Exercise goal | Lines containing the string "white": how many are there below? Answer with the number only.
Recorded data below:
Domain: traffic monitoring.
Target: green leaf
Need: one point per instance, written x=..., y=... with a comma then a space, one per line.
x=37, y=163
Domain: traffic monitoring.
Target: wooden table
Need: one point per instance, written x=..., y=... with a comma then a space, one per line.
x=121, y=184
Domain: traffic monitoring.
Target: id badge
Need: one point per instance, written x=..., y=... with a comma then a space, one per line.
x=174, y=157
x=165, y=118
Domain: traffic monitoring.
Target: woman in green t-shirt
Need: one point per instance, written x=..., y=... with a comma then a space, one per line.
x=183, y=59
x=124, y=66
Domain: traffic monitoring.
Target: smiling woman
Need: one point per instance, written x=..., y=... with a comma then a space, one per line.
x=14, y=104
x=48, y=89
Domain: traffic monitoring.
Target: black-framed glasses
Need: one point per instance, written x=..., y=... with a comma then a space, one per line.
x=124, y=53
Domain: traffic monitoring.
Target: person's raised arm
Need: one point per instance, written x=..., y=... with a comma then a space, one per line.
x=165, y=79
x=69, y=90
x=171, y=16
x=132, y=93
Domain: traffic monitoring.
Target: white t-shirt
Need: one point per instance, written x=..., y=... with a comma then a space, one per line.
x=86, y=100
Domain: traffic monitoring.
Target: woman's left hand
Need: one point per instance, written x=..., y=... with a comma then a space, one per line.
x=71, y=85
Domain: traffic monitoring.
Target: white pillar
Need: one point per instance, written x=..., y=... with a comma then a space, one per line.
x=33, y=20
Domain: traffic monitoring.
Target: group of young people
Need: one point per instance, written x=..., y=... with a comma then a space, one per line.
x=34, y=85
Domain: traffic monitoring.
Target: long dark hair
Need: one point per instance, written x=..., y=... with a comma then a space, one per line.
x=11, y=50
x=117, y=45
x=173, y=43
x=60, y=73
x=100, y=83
End of Recorded data.
Written solution | 2